• [Text excerpt]:
Thank you for the recipe. I made a similar cherry pie for my parents a few years ago to use up some cherries before they got too ripe. The pie turned out perfect but I did not measure or write down the recipe. I remember using tapioca for thickening and almond extract.
My parents really enjoyed the fresh cherry pie and I think your recipe is the same as the one I want to re-create. I bought cherries while they are in season and did a Google search and found your recipe right away. Although I have a large collection of cooking magazines and books, it is such a blessing to be able to look on the internet and print recipes.
Can you freeze the filling?
I followed the recipe mostly but I did add in a couple of things one is a dash of cinnamon and 2 is brown sugar just to give it a little extra flavorthis was the best cherry pie recipe on ever tasted I’m definitely adding it to my book thank you so much for a great recipe
Does the recipe call for sweet or tart cherries? I have only made pies using tart cherties
You can use either, or a combination 🙂
What is the butter used for? Also, In the ingredient list there is 3T and it doesn’t mention what that ingredient is. Please help me on this as I am making it tomorrow.
Thank you.
Hi Karen, Most cherry pie recipes call for little cubes of butter to be placed between the filling and the top crust. I also noticed that she butters her pie pan, so maybe that’s what she means. Good Luck!
So this recipe was really easy to follow with great tips. This is one of the few times my came out looking like the pictures on the first try.

• [Prompt 1]:
Answer these questions about the cherry pie comments, one line each:
(a) What two ingredients does the first commenter remember using in the unmeasured pie?
(b) What two things did one commenter add when following the recipe?
(c) According to the reply, which kind of cherries can be used?
• [Prompt 2]: List every sentence in the cherry pie comments that ends with a question mark.
• [Prompt 3]: Reproduce the part of the cherry pie comments that opens with the words containing "My parents really" and closes with "and print recipes.".

• [Records supplied]:

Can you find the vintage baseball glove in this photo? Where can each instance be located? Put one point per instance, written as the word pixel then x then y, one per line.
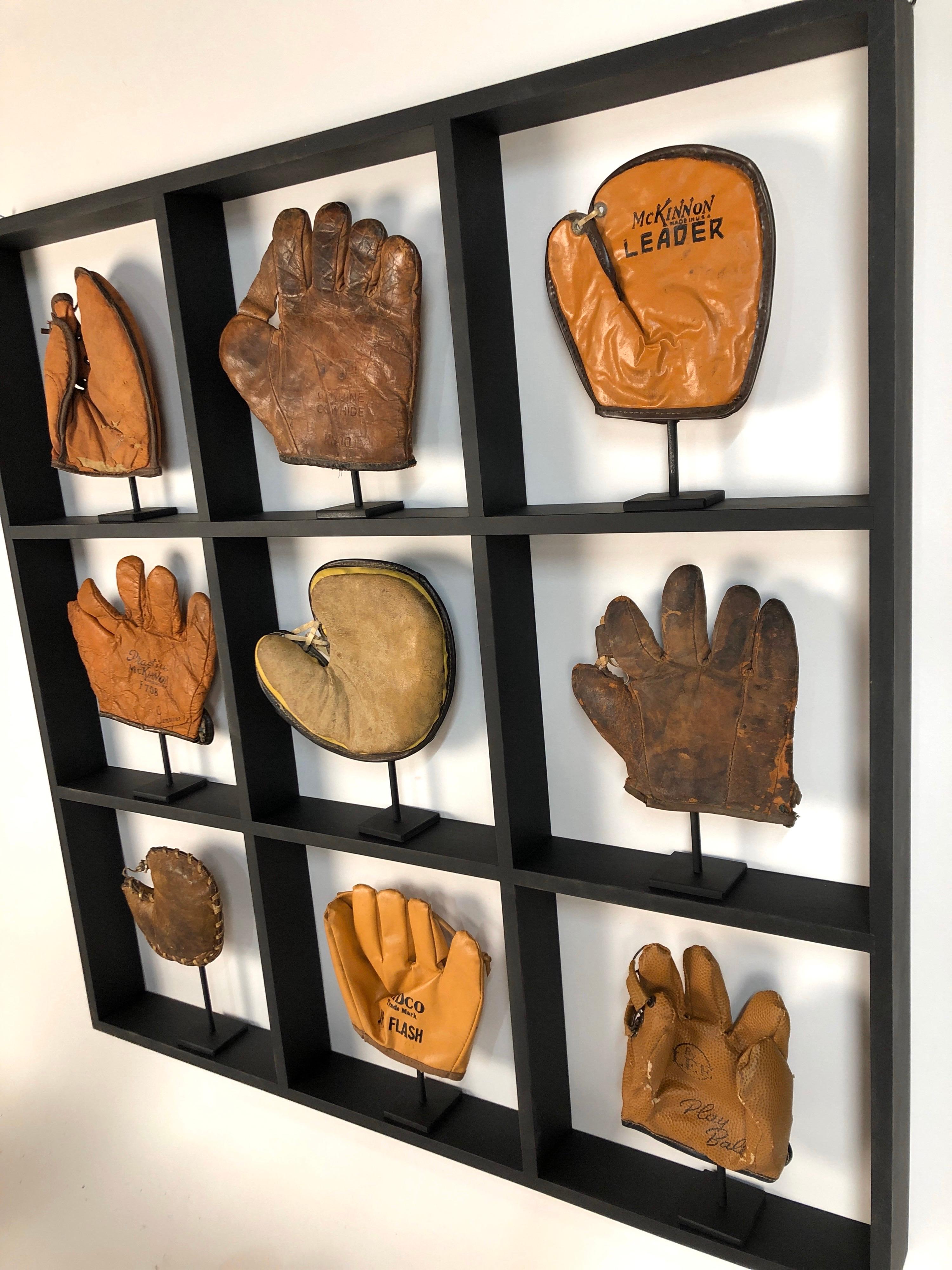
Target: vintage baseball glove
pixel 408 993
pixel 373 676
pixel 692 1079
pixel 334 383
pixel 701 727
pixel 147 666
pixel 100 393
pixel 181 912
pixel 663 291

• [Answer box 1]:
(a) Tapioca for thickening and almond extract.
(b) A dash of cinnamon and brown sugar.
(c) Either sweet or tart cherries, or a combination.

• [Answer box 2]:
Can you freeze the filling?
Does the recipe call for sweet or tart cherries?
What is the butter used for?

• [Answer box 3]:
My parents really enjoyed the fresh cherry pie and I think your recipe is the same as the one I want to re-create. I bought cherries while they are in season and did a Google search and found your recipe right away. Although I have a large collection of cooking magazines and books, it is such a blessing to be able to look on the internet and print recipes.